Task goal → Copy out the listing below, changing every "put a marker on" to "place a point on" and leaving all other text untouched.
::::::
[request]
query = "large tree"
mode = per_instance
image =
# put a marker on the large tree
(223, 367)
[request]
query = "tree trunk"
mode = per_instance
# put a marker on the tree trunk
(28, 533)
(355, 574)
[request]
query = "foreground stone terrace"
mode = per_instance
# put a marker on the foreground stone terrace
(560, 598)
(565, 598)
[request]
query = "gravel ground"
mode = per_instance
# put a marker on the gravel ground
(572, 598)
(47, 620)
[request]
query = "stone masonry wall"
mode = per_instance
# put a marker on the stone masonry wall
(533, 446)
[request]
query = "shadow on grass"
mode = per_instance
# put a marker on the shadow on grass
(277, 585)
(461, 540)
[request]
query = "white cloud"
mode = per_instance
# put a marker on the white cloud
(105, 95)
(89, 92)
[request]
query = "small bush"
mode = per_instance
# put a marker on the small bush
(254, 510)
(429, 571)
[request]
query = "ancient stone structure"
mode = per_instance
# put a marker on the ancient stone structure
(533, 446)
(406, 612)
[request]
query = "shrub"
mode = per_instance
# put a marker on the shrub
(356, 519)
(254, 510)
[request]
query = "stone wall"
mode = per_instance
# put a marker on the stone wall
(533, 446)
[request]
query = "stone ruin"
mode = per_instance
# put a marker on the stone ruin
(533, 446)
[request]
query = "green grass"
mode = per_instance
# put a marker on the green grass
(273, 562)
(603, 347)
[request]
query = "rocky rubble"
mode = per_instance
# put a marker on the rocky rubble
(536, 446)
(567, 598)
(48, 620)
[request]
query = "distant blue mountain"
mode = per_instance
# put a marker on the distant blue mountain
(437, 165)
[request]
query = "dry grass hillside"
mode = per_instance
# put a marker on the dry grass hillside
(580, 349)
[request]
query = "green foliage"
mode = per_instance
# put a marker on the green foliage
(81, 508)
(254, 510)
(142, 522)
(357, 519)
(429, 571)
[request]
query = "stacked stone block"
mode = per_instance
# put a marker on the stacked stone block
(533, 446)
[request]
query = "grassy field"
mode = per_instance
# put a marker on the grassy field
::::::
Exercise output →
[request]
query = "large tree"
mode = per_instance
image =
# place a point on the large tree
(223, 367)
[request]
query = "tree trunk"
mode = per_instance
# place a point on the tree trunk
(28, 533)
(355, 574)
[request]
query = "foreground stone terrace"
mode = per_instance
# place a point on the foreground stone terrace
(560, 598)
(565, 598)
[request]
query = "gravel ground"
mode = per_instance
# place a point on the gravel ground
(572, 598)
(47, 620)
[request]
query = "stone masonry wall"
mode = per_instance
# place a point on the stone masonry wall
(533, 446)
[request]
query = "shadow on grass"
mode = per_instance
# place a point on the shadow on grass
(277, 585)
(461, 540)
[request]
query = "white cloud"
mode = per_instance
# place a point on the white cloud
(105, 95)
(89, 92)
[request]
query = "small bush"
mode = per_instance
# place a point on the small bush
(254, 510)
(429, 571)
[request]
query = "ancient stone structure"
mode = per_instance
# place a point on the ancient stone structure
(533, 446)
(406, 612)
[request]
query = "shrub"
mode = per_instance
# place a point on the shrub
(356, 519)
(254, 510)
[request]
query = "stone wall"
mode = per_instance
# place a point on the stone wall
(533, 446)
[request]
query = "stone ruin"
mode = per_instance
# place a point on the stone ruin
(533, 446)
[request]
query = "green grass"
mode = per_instance
# place a point on the green grass
(273, 562)
(603, 347)
[request]
query = "rocky rubble"
mode = per_instance
# place a point on the rocky rubble
(536, 446)
(567, 598)
(48, 620)
[request]
query = "distant blue mountain"
mode = per_instance
# place a point on the distant blue mountain
(437, 165)
[request]
query = "dry grass hillside"
mode = per_instance
# place a point on the dry grass hillside
(580, 349)
[request]
query = "green foliage"
mode = per_instance
# place a point on the green foliage
(81, 508)
(254, 510)
(142, 522)
(357, 519)
(429, 571)
[request]
query = "stacked stone block"
mode = per_instance
# place a point on the stacked stone block
(533, 446)
[request]
query = "grassy field"
mode = per_instance
# place a point on the grassy field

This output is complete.